PAGE:

++++++++++++++++++++

Source: Rivian Automotive
Attitudes toward the EV manufacturer were somewhat altered by yesterday's news of Volkswagen's investment. The investment from automotive market veteran laid the groundwork in the eyes of investors that the company has a chance not only to improve its balance sheet, but also to benefit strongly from Volkswagen's scale and capabilities. For Volkswagen, meanwhile, the partnership with Rivian is expected to be a remedy for the software problems.
Today, as part of Investor Day, Rivian presented its plans for the coming years. The company reinforced its prediction of producing 57 thousand units in 2024, which would mean a 5% year-on-year increase. As of 2Q24, the company expects to produce between 9.1-9.3 thousand units and 13-13.3 thousand deliveries.
Source: Rivian Automotive
From a cost perspective, the company's biggest burden remains the cost of materials, which translates into the cost of the final vehicle produced. The company expects that by the end of the year, the cost of materials will fall by 20% and, relatively to the cost of the manufactured product itself, it will amount to 75% of the total value. It is in this area that the company expects the greatest improvement, and it is due to this reduction that it forecasts positive gross profit in 4Q24 (for the first time since the IPO).

++++++++++++++++++++

SHORT TASK 1: Identify each line of the rows that contains the word "barrier" and copy it in full. Case counts.
The Rivian passage has no connection to the rows.

Records in a dataset:
++++++++++++++++++++

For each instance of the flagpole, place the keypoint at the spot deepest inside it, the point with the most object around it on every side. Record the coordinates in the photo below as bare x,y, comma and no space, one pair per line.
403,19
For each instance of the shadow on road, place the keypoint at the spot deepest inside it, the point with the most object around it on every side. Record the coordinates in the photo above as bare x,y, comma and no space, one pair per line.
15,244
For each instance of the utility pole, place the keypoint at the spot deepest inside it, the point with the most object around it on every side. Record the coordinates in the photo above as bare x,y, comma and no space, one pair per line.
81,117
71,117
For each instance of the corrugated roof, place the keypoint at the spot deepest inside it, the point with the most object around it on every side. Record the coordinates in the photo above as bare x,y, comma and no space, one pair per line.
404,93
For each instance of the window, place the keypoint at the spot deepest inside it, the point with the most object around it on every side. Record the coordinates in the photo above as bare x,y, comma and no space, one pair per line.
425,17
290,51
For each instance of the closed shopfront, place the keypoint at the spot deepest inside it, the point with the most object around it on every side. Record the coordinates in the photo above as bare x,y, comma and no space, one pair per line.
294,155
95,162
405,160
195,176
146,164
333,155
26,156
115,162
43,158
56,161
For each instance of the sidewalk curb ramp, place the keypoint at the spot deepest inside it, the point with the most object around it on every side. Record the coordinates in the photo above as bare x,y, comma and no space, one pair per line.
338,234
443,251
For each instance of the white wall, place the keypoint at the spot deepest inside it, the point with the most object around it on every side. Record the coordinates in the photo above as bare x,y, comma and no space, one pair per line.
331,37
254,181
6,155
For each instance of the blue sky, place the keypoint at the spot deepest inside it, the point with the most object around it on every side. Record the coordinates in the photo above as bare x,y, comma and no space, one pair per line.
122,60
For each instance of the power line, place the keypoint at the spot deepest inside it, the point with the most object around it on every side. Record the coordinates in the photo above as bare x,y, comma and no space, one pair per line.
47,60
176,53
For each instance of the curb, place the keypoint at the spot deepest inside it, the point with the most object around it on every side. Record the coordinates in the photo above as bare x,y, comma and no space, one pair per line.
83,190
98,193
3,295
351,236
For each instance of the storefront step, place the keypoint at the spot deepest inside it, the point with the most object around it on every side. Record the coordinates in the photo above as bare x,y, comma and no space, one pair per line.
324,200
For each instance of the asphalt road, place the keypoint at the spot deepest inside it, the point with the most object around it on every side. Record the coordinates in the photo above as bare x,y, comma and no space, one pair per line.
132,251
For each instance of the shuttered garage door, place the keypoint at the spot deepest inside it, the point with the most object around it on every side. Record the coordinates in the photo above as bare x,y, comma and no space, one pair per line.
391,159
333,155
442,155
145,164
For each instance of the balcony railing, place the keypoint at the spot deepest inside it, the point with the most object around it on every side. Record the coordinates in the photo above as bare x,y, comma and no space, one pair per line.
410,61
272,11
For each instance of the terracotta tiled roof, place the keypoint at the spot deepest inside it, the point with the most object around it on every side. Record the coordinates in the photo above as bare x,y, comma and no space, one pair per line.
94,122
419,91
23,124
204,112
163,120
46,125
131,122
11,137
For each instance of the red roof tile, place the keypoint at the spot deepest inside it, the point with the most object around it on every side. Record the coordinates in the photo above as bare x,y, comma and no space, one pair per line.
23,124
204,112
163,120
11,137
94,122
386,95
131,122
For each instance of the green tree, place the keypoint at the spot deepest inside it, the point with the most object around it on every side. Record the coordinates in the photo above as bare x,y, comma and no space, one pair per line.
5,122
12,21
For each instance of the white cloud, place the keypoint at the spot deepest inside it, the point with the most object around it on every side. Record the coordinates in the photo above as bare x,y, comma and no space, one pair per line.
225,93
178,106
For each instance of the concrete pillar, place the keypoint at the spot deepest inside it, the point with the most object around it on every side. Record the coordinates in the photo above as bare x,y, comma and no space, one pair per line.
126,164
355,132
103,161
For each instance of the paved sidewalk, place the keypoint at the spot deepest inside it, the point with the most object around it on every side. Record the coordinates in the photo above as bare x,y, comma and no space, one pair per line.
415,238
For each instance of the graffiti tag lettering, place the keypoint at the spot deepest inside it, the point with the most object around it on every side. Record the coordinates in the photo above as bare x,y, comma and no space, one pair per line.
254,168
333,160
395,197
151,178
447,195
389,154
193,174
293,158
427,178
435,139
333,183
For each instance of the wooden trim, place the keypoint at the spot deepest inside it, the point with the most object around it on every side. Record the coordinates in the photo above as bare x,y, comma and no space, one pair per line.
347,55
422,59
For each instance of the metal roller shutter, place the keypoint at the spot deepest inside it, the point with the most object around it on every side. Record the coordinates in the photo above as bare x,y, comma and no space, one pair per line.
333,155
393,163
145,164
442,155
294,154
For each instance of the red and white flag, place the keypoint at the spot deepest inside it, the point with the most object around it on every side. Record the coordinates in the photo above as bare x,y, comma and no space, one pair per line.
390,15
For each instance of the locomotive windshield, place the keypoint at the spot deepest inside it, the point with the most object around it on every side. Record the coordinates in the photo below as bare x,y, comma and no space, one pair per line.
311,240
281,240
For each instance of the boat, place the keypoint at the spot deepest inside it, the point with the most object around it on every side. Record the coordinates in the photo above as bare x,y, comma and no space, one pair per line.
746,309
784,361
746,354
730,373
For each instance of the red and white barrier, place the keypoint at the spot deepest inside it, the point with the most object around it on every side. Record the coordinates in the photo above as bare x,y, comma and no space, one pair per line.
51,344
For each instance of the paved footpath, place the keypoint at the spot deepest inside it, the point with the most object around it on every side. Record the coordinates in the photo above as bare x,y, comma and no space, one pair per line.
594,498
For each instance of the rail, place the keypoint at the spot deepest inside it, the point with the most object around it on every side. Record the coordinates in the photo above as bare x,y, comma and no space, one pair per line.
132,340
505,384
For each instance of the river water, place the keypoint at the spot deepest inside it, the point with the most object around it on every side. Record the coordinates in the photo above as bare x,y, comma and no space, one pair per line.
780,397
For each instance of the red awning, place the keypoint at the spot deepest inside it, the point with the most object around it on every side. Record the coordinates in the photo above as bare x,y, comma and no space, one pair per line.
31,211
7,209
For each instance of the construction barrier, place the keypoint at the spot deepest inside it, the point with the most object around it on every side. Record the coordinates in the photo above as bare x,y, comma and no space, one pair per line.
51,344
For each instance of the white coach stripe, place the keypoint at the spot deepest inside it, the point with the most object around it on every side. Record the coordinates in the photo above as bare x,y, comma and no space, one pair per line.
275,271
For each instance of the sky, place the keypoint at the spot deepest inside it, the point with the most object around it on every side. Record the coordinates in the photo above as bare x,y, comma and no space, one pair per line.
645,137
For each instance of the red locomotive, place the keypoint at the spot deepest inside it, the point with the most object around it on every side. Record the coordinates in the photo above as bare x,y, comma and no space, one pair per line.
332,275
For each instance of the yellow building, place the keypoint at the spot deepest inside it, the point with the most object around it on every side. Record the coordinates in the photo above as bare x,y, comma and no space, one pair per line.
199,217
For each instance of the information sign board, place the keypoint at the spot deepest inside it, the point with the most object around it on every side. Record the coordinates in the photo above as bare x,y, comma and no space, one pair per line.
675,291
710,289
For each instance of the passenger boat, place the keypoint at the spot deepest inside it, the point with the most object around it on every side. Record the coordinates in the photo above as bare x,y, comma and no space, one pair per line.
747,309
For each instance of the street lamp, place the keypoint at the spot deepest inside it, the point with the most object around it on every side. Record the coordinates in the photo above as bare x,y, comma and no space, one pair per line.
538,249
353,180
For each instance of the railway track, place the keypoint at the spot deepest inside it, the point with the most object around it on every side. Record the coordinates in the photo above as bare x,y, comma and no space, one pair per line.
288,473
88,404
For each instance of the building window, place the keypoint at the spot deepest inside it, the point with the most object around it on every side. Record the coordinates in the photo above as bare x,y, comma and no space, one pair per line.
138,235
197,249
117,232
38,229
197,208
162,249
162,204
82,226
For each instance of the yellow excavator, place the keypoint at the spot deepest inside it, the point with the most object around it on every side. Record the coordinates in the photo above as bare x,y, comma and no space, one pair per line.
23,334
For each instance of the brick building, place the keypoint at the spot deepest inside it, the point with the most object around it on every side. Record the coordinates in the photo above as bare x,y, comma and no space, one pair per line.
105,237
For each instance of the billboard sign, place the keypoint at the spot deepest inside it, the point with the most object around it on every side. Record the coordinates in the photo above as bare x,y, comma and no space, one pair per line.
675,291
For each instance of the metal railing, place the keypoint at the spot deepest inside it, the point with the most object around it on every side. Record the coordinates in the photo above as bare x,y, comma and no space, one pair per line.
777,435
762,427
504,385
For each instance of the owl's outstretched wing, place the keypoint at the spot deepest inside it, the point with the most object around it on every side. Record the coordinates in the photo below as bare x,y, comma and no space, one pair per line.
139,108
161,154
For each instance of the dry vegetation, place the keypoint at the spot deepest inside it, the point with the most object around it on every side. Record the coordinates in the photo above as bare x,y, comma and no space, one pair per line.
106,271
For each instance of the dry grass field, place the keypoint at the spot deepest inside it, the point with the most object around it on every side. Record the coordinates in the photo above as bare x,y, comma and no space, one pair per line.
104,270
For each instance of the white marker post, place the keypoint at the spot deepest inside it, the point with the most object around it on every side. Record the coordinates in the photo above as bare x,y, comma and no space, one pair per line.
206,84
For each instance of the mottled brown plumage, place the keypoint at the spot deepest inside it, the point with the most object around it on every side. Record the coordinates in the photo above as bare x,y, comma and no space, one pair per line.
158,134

++++++++++++++++++++

SHORT TASK 2:
Answer these questions from the Rivian passage:
(a) How many units does the company predict producing in 2024?
(b) By what percentage does the company expect the cost of materials to fall by the end of the year?
(c) In which quarter does the company forecast positive gross profit?

CORRECT RESPONSE 1:
For each instance of the red and white barrier, place the keypoint at the spot deepest inside it, the point with the most object around it on every side. Record the coordinates in the photo above as bare x,y, comma and no space, one pair per line.
For each instance of the construction barrier, place the keypoint at the spot deepest inside it, the point with the most object around it on every side. Record the coordinates in the photo above as bare x,y, comma and no space, one pair per line.

CORRECT RESPONSE 2:
(a) 57 thousand units
(b) 20%
(c) 4Q24